### STATED GOAL:
Pull out the rows word for word, starting at the row that contains "the red doormat" and ending with the last row below, both included, and nothing else.

/---

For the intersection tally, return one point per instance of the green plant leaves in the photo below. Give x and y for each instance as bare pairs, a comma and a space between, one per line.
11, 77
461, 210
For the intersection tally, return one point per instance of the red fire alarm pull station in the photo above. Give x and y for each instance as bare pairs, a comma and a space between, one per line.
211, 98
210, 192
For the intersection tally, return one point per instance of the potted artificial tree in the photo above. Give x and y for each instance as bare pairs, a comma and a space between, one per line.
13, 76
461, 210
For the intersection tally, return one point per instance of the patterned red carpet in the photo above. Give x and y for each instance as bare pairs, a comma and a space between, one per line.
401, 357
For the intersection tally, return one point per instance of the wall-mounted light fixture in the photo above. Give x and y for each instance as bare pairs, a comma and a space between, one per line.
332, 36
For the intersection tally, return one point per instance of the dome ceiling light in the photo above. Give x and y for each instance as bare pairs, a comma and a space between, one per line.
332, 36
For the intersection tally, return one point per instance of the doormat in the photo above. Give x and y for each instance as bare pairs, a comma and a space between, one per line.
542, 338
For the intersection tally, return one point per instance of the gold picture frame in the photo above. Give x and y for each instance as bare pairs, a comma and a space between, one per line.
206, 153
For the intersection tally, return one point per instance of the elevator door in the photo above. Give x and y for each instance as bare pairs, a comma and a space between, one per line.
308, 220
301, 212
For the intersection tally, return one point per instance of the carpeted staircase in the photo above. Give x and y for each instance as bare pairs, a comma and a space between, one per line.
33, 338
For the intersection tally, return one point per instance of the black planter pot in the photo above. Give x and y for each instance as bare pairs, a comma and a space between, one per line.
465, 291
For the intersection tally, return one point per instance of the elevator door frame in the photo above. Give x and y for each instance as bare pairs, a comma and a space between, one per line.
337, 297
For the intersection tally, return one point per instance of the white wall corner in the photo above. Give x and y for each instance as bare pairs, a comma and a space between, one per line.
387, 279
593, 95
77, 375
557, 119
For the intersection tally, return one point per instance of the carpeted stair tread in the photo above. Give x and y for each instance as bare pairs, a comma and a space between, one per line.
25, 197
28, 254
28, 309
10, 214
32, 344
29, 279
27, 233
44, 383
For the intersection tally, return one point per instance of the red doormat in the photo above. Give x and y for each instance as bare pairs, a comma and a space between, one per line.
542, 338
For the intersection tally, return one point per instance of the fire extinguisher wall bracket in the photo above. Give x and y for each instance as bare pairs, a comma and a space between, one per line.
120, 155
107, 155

\---

### RESPONSE TO THE EXERCISE:
For the intersection tally, return one point per instance of the red doormat in the photo above. Give x and y for each instance as bare pairs, a comma and a space between, one per line.
542, 338
For the intersection tally, return one point per instance of the fire extinguisher wall bracket in the photo above. Give x and y for each instance as bare pairs, a comma and a space between, one per line.
120, 155
107, 155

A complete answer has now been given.